SET EXERCISE A:
According to the paper review below, which indefinite kernel appears in the experiments?

******

3-Expert (read the paper in detail, know the area, quite certain of my opinion)

This paper studies the Nyström approximation for kernel ridge regression. The main contributions of the paper, as emphasized by the authors with the word "generalized" in the title, are results for kernels that are not symmetric or positive semi-definite.

As depicted by the authors, a novelty in this paper is the use of a coefficient regularization, as opposed to the norm regularization. The coefficient regularization has been widely used in the literature. Indeed, the connections between a given function and its coefficients is straightforward thanks to the connections between the primal and the dual optimization problems. Experiments are deceiving. While the main motivation of this work is on indefinite kernels, most of the experiments are done with the conventional Gaussian kernel on real and simulated data. The only used indefinite kernel is the Epanechnikov kernel, only on simulated data. We think that extensive experiments should be done in order to examine the relevance of this work. There are some typos, such as "bouunds". UPDATE : The authors have addressed our major concerns. We have adjusted the scores accordingly.

2-Confident (read it all; understood it all reasonably well)

******

SET EXERCISE B:
Pull out every line of the rows below that contains the string "stick".

Entries from a pointing dataset:
******

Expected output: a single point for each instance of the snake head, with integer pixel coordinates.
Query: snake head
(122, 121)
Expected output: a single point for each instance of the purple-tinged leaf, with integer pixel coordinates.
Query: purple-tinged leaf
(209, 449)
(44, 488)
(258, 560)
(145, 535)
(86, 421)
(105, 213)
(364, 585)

******

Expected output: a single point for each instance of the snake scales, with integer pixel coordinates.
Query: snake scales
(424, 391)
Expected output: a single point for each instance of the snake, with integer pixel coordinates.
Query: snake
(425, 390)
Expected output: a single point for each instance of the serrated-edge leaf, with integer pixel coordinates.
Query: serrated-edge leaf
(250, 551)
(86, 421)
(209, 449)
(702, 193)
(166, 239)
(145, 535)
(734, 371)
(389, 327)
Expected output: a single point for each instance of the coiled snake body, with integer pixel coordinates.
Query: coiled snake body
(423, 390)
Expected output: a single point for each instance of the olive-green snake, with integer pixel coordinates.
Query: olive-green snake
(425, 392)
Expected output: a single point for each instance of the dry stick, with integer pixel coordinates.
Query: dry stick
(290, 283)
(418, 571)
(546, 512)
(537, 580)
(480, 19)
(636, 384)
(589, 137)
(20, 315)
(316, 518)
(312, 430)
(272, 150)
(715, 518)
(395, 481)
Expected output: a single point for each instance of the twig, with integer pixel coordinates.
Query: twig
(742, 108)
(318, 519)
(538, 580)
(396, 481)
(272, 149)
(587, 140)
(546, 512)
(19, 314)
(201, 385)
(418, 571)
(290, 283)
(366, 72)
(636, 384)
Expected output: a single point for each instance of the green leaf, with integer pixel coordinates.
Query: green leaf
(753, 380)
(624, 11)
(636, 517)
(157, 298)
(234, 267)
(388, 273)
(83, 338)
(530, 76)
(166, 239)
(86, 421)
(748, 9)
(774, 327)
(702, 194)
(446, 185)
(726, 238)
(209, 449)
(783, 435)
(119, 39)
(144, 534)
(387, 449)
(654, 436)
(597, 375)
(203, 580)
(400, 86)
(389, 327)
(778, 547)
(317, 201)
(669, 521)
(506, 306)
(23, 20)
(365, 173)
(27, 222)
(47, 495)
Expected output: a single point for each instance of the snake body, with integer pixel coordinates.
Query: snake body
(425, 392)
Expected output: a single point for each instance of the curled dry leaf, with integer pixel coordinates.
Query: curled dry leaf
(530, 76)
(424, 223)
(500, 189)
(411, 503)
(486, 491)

******

SOLUTION A:
The Epanechnikov kernel, used only on simulated data.

SOLUTION B:
Expected output: a single point for each instance of the dry stick, with integer pixel coordinates.
Query: dry stick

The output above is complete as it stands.